[A block of data]
________________
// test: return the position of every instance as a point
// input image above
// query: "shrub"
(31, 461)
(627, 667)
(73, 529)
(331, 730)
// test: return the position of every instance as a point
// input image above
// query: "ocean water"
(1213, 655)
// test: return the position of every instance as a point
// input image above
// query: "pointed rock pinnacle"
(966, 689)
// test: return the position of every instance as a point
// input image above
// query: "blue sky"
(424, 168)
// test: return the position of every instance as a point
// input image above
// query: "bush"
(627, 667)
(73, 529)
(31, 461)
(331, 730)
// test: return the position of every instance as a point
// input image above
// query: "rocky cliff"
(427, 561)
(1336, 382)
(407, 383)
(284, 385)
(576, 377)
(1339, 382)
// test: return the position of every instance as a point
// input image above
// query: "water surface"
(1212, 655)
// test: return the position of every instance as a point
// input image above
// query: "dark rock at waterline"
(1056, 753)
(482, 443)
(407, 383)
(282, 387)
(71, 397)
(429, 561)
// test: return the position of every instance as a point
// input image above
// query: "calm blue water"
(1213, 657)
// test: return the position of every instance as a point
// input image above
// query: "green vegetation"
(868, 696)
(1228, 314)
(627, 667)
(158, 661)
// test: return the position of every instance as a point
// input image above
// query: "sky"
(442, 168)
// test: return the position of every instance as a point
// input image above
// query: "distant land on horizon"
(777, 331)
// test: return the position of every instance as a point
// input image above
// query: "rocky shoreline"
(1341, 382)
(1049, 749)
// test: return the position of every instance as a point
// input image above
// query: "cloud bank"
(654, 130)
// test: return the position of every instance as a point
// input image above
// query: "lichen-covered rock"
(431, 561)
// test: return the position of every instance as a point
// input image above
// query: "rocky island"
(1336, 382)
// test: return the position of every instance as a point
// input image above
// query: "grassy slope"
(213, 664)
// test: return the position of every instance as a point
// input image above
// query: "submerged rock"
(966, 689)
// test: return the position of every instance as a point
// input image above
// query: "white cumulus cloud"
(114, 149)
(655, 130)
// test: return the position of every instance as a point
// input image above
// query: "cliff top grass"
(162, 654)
________________
• The task
Lay out every line of the entries above as a Markdown table with two columns, Row and Line. Number each row and leave out any blank lines.

• Finished exercise
| Row | Line |
|---|---|
| 1 | // test: return the position of every instance as a point |
| 2 | // input image above |
| 3 | // query: "shrub" |
| 4 | (31, 461) |
| 5 | (627, 667) |
| 6 | (73, 529) |
| 7 | (331, 730) |
| 8 | // test: return the position of every instance as a point |
| 9 | // input image above |
| 10 | // query: "ocean water" |
| 11 | (1213, 655) |
| 12 | // test: return the position of every instance as a point |
| 13 | // input image above |
| 14 | // query: "pointed rock pinnacle" |
| 15 | (966, 689) |
| 16 | // test: return the position of every instance as a point |
| 17 | // input image above |
| 18 | // query: "blue sky" |
| 19 | (424, 168) |
| 20 | // test: return the position of every instance as a point |
| 21 | // input image above |
| 22 | // query: "bush" |
| 23 | (627, 667) |
| 24 | (73, 529) |
| 25 | (31, 461) |
| 26 | (331, 730) |
| 27 | // test: return the position of every instance as a point |
| 28 | // input image above |
| 29 | // query: "rocky cliff" |
| 30 | (427, 561) |
| 31 | (1336, 382) |
| 32 | (407, 383) |
| 33 | (284, 385) |
| 34 | (576, 377) |
| 35 | (1339, 382) |
| 36 | // test: return the position of every instance as a point |
| 37 | // input image above |
| 38 | // query: "water surface" |
| 39 | (1212, 655) |
| 40 | // test: return the position of every instance as a point |
| 41 | // input image above |
| 42 | // query: "dark rock at waterline" |
| 43 | (1056, 753) |
| 44 | (482, 443) |
| 45 | (407, 383) |
| 46 | (282, 387) |
| 47 | (71, 397) |
| 48 | (429, 561) |
| 49 | // test: return the position of every instance as a point |
| 50 | // input image above |
| 51 | // query: "calm blue water" |
| 52 | (1213, 657) |
| 53 | // test: return the position of every instance as a point |
| 54 | // input image above |
| 55 | // query: "green vegetation" |
| 56 | (868, 696) |
| 57 | (1228, 314) |
| 58 | (627, 667) |
| 59 | (158, 661) |
| 60 | // test: return the position of every instance as a point |
| 61 | // input image above |
| 62 | // query: "sky" |
| 63 | (442, 168) |
| 64 | // test: return the position of every instance as a point |
| 65 | // input image above |
| 66 | // query: "distant land on horizon" |
| 67 | (777, 331) |
| 68 | // test: return the position of every instance as a point |
| 69 | // input image above |
| 70 | // query: "rocky shoreline" |
| 71 | (1341, 382) |
| 72 | (1049, 749) |
| 73 | // test: return the position of every instance as a point |
| 74 | // input image above |
| 75 | // query: "cloud bank" |
| 76 | (654, 130) |
| 77 | // test: return the position of every instance as a point |
| 78 | // input image above |
| 79 | // query: "lichen-covered rock" |
| 80 | (431, 561) |
| 81 | // test: return the position of every instance as a point |
| 82 | // input image above |
| 83 | // query: "rocky island" |
| 84 | (1336, 382) |
| 85 | // test: return the position of every instance as a point |
| 86 | // input image above |
| 87 | // query: "grassy slope" |
| 88 | (213, 664) |
| 89 | // test: return the position of every instance as a point |
| 90 | // input image above |
| 91 | // query: "submerged rock" |
| 92 | (966, 689) |
| 93 | // test: return the position of every instance as a point |
| 94 | // input image above |
| 95 | // query: "white cumulus cloud" |
| 96 | (114, 149) |
| 97 | (655, 130) |
| 98 | // test: return the position of every instance as a point |
| 99 | // input image above |
| 100 | // query: "cliff top grass" |
| 101 | (162, 654) |